<<<<

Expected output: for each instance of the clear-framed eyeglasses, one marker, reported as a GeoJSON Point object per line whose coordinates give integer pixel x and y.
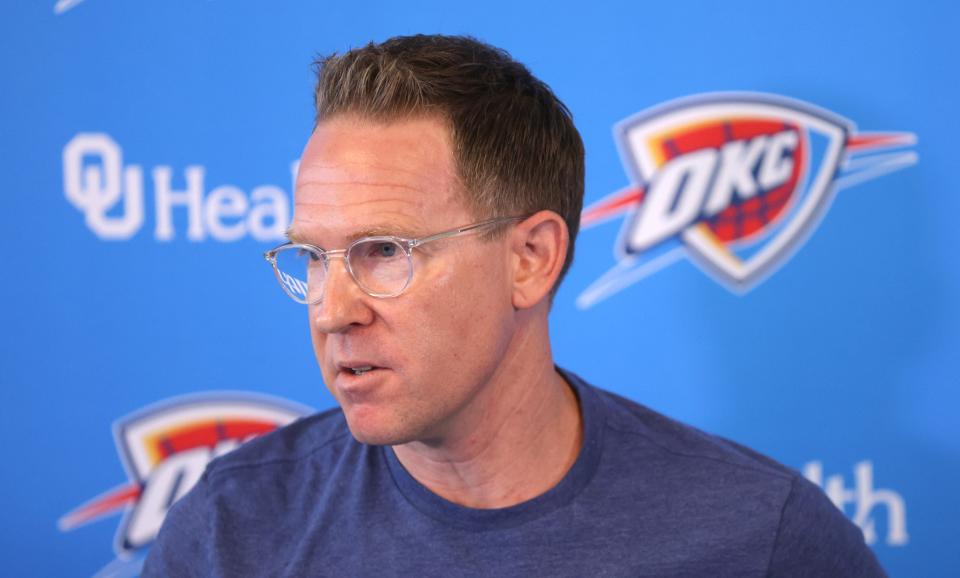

>>>>
<<<<

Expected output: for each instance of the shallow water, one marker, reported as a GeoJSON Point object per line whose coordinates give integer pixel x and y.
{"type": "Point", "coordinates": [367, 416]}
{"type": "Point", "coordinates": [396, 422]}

>>>>
<<<<

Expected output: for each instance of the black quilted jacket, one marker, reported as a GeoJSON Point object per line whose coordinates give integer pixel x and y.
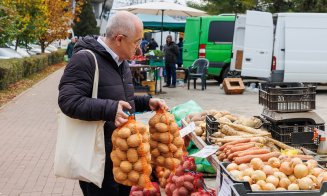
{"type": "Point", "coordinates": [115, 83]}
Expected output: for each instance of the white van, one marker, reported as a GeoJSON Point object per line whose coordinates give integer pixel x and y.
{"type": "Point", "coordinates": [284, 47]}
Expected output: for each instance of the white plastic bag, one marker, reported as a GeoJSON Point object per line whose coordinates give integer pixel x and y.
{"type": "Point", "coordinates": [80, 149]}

>>>>

What is required:
Gather every line of the rows above that contains the string "white", matching its case exactly.

Problem solution:
Expected output: for each instance of the white van, one marker, reported as a GeoJSON Point object per line whose coordinates give integer pixel x and y.
Expected output: for each instance of the white plastic bag, one marker, reported as a GeoJSON Point object per line whose coordinates give integer pixel x and y.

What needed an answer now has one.